▶ **Exercise details**
Restate word for word, and only, the lines that extend from the line containing "Review step: verify that every instance of the palace" through the end of the records below.

***** Given data *****

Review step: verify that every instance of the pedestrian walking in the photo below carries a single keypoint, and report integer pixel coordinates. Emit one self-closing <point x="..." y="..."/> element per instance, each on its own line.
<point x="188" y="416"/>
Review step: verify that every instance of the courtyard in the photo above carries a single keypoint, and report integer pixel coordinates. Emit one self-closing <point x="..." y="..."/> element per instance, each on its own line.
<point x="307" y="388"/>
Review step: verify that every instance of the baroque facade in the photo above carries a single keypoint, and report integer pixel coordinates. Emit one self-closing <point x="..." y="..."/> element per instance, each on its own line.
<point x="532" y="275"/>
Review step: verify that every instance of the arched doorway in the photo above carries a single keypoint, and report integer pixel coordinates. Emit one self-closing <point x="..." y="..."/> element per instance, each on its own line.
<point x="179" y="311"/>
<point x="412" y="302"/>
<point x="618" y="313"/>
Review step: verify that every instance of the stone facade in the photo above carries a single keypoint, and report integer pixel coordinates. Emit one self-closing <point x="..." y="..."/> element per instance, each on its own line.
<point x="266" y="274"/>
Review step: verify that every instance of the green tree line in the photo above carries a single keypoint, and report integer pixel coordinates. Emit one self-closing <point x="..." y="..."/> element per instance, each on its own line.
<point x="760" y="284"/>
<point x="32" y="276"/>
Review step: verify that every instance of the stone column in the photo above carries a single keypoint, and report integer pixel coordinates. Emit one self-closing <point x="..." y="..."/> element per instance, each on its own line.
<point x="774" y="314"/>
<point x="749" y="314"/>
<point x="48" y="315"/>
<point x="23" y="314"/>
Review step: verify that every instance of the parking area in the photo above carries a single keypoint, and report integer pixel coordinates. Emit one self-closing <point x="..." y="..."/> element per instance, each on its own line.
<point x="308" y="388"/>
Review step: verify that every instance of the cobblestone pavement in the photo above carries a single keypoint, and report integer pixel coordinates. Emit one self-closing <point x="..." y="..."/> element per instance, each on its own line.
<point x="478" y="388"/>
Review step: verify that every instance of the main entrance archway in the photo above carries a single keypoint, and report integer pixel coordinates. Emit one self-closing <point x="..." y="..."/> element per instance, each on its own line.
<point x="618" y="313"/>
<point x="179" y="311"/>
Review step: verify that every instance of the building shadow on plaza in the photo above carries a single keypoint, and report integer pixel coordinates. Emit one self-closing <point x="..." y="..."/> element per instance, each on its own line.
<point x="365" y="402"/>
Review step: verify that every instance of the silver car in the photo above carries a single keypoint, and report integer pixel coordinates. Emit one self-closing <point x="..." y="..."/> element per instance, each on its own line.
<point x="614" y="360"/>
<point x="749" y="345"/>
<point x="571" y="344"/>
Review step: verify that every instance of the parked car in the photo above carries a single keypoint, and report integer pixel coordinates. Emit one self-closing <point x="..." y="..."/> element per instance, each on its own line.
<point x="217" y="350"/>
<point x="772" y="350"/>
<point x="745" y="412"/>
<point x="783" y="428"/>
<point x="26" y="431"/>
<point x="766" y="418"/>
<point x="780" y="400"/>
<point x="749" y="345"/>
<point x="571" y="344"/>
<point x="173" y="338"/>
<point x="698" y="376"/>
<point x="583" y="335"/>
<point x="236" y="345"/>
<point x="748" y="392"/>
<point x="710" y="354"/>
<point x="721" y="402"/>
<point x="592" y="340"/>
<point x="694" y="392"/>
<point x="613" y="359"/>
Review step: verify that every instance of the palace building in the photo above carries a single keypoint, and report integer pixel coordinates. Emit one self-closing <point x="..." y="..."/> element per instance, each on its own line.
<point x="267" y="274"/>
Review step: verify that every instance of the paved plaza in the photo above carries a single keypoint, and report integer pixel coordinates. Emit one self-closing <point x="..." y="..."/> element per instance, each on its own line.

*****

▶ **Exercise response**
Review step: verify that every instance of the palace building in the photo above carries a single keypoint, and report integer pixel coordinates. Emit one self-closing <point x="..." y="..."/> element per instance, each on its own line.
<point x="267" y="274"/>
Review step: verify that every instance of the paved plaza in the photo above carries a single keypoint, and report integer pixel coordinates. Emit one self-closing <point x="..." y="..."/> element per instance, each on its own line.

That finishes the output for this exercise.